Once you reach the line containing "Target: basketball backboard", reproduce it and every later line exactly, through the end of the data.

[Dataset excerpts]
_____
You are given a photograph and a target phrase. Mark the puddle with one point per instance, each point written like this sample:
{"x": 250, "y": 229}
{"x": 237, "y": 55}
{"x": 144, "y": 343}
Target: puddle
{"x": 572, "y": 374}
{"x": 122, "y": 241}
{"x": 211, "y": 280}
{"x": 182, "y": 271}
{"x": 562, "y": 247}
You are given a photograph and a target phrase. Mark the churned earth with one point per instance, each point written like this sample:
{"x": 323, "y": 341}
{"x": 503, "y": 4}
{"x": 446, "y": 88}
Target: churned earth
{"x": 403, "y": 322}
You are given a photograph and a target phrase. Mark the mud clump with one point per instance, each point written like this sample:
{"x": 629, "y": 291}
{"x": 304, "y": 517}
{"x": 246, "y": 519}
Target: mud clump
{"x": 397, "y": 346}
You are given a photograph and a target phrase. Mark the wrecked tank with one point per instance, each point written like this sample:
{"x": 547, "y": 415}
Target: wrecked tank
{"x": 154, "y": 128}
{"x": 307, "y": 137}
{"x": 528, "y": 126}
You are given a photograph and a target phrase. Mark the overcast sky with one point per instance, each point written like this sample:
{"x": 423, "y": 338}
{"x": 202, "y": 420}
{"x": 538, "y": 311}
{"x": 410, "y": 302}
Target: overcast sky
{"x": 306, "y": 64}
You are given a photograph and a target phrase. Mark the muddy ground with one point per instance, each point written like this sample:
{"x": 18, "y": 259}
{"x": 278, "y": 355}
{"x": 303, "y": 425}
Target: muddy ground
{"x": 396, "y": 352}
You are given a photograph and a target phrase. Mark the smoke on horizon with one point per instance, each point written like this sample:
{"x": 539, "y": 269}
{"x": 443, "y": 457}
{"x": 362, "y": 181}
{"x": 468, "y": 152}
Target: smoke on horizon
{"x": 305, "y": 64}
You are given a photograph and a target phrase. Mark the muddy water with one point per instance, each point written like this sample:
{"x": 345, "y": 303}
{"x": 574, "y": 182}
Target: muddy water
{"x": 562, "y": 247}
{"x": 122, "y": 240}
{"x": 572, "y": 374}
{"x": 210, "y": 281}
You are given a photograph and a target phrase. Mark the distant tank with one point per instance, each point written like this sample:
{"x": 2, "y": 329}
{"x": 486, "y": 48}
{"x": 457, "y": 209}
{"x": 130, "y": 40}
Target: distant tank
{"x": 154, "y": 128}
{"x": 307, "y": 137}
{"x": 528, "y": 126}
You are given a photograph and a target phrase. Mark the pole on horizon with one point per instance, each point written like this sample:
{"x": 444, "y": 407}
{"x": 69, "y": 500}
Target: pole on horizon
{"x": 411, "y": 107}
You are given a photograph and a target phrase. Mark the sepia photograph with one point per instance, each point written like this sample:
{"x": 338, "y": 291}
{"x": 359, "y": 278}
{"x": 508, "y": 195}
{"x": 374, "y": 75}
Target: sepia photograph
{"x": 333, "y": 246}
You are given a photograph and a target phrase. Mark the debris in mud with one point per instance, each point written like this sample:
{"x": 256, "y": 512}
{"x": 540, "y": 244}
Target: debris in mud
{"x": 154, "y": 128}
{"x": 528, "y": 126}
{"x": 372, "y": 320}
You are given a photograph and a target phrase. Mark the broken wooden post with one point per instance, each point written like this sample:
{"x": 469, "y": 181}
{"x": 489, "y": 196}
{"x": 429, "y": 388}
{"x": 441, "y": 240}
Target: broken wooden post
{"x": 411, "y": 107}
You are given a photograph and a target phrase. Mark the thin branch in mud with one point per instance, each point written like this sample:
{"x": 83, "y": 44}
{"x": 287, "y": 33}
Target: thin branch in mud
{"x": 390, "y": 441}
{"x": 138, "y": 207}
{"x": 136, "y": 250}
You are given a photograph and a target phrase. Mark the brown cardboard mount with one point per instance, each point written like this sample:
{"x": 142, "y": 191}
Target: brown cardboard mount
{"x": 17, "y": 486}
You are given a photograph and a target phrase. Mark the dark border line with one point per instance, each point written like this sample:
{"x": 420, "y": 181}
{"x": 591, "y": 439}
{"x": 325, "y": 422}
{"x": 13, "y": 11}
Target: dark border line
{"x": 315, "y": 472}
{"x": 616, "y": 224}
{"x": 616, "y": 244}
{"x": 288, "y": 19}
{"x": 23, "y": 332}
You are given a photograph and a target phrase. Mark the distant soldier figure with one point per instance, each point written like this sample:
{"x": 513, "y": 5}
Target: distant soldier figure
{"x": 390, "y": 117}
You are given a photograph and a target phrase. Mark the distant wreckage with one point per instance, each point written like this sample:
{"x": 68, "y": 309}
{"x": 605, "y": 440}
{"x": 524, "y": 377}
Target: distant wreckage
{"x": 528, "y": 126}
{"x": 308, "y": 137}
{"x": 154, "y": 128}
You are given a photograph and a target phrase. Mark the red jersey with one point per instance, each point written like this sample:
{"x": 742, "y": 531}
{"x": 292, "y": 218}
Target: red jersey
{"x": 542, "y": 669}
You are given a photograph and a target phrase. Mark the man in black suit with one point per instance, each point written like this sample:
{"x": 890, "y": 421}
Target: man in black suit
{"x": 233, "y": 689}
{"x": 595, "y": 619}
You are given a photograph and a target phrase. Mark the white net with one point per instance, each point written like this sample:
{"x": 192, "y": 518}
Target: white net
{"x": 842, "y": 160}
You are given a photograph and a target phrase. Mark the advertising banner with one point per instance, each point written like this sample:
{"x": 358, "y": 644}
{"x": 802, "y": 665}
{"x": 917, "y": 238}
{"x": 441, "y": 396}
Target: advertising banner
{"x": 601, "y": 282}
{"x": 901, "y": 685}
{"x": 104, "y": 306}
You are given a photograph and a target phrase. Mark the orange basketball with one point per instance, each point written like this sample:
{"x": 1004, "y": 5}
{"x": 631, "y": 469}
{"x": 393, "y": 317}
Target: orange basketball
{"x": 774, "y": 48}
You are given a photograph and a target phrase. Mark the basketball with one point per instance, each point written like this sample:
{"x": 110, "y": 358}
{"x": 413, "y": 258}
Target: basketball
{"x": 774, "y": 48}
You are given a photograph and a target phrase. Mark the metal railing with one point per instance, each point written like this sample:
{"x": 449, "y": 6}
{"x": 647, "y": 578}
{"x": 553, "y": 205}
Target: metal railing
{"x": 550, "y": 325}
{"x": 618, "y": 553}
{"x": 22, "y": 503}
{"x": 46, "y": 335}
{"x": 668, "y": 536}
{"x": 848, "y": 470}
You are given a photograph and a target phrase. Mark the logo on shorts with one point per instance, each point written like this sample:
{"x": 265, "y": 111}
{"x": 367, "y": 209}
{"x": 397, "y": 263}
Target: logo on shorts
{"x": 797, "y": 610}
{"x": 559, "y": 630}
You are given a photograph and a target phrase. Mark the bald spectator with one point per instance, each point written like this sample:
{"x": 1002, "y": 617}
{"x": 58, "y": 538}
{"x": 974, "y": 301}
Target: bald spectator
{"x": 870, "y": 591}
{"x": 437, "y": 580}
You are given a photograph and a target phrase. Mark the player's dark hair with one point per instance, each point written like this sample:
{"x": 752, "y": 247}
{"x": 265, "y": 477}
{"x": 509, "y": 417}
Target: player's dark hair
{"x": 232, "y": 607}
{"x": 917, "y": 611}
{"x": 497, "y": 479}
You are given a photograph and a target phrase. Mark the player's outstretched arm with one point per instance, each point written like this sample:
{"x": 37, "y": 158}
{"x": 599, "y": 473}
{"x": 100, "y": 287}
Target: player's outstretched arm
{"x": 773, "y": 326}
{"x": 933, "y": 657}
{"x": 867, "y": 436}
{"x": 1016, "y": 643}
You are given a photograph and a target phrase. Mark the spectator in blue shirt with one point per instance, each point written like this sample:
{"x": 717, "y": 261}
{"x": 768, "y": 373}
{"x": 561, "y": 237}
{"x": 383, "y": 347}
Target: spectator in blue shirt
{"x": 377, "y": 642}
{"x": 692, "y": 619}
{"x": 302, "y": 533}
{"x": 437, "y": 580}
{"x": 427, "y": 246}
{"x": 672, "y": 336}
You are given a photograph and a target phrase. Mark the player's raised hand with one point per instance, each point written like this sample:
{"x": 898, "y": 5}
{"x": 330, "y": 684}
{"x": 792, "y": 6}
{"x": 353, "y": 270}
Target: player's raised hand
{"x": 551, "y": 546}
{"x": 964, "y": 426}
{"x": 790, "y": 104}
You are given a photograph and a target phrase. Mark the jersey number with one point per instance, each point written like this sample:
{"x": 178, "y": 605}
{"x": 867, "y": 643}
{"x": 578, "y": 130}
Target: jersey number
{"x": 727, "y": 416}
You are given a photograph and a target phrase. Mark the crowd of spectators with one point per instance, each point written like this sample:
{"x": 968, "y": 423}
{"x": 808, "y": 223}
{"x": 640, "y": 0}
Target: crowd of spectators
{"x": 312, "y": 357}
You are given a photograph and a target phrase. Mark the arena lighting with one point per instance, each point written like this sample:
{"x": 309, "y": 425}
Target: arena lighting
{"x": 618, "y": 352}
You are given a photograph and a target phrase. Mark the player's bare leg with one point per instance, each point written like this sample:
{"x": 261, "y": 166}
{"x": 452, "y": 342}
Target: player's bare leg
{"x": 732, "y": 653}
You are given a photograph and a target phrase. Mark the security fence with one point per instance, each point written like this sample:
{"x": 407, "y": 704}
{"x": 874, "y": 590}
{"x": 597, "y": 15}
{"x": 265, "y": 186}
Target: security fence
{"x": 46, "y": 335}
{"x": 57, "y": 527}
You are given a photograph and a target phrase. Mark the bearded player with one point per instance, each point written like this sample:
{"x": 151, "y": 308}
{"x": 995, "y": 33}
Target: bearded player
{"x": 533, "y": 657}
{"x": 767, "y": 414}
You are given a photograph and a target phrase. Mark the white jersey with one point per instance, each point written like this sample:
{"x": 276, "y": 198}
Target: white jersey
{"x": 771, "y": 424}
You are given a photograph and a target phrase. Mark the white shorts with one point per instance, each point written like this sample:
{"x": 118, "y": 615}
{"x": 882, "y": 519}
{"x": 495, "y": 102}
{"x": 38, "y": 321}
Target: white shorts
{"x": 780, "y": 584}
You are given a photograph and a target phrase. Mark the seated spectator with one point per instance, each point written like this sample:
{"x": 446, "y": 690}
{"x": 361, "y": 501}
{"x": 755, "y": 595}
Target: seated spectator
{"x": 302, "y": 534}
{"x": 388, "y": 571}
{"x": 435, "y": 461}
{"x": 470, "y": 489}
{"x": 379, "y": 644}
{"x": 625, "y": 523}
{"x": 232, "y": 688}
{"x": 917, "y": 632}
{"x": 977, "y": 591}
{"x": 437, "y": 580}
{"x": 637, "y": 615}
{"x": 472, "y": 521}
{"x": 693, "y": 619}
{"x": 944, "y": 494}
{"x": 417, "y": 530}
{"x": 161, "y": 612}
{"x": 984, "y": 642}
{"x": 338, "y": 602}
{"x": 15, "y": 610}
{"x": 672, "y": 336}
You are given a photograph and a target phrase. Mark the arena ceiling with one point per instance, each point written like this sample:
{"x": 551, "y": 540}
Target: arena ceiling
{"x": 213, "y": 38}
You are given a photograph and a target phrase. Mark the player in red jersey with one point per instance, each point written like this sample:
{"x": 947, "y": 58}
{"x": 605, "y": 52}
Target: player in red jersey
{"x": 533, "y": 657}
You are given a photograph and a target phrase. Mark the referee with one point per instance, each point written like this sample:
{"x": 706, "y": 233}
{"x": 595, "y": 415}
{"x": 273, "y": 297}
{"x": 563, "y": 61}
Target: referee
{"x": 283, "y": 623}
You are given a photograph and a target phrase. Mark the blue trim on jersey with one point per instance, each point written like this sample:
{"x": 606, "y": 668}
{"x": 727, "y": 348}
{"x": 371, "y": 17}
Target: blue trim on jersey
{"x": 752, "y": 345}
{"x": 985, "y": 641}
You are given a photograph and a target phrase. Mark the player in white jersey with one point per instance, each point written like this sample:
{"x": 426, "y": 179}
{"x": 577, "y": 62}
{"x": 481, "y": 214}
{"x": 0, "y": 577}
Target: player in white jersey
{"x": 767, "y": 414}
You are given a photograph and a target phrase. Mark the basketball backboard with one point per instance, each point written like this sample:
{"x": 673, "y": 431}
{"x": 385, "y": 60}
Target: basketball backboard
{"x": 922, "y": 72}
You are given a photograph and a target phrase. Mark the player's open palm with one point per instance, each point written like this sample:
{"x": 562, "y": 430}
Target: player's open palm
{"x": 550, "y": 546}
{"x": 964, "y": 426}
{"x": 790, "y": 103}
_____
Result of the task:
Target: basketball backboard
{"x": 922, "y": 72}
You are given a photograph and a target phrase. Mark the player's open palm with one point per instance, each point written like this sample:
{"x": 562, "y": 430}
Target: player's open palm
{"x": 550, "y": 546}
{"x": 964, "y": 426}
{"x": 790, "y": 103}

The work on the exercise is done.